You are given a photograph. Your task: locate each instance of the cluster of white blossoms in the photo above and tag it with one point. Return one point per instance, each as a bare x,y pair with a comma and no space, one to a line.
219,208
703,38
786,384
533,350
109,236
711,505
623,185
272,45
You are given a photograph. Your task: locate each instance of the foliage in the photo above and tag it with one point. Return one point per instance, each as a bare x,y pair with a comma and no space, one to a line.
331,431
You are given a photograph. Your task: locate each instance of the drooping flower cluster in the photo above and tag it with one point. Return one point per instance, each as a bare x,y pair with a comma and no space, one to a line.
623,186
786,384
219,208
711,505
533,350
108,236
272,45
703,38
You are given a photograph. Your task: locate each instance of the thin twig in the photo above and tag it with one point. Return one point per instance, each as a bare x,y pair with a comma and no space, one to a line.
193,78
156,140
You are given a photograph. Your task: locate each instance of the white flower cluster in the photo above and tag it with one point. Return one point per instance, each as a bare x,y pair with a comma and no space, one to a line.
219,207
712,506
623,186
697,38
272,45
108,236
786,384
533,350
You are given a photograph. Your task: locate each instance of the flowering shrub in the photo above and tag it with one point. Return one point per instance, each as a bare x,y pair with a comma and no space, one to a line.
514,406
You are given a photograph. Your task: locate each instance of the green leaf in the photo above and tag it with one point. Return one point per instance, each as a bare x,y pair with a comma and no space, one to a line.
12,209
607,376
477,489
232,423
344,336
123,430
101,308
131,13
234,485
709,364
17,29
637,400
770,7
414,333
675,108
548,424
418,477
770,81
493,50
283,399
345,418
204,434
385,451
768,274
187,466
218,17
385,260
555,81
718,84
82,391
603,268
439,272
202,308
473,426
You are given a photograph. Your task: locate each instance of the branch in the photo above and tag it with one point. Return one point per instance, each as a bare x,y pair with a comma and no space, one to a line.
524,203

########################################

Exactly reproduce the lines from the one containing "of the white" through the end of the records, and only those lines.

_Response:_
You are given a photograph. Your task: locate each instance of the white flower cluster in the photo above and tag it with one point. Return one point per instance, each as a bare x,y pair with a comma and no space, one to a line.
219,207
712,506
623,186
697,38
272,45
108,236
786,384
533,350
You are given a photograph. Your task: locate each instance of the flowering shrub in the photo above and tag it with one point. Return one point per instance, each as a bare x,y pair with a comma and no space, one to a line.
514,406
You are given a photograph. Your task: locate each instance of the green leaf in the photo above and tag it with one point. Return one point per instance, each as a bare x,y pair with a comma and no space, one to a line.
12,209
607,376
477,489
232,423
344,336
123,430
101,308
131,13
234,485
709,364
17,29
637,400
770,7
414,333
675,108
548,424
418,477
770,81
493,50
283,399
345,418
204,434
385,451
768,274
187,466
218,17
385,260
555,81
718,84
82,391
603,268
439,272
202,308
473,426
You are given a photograph. Your task: locate each instance of the branch in the photo above and tag it with one point. Return one point per instance, each as a bare x,y pair with a comma and no space, one to a line.
524,203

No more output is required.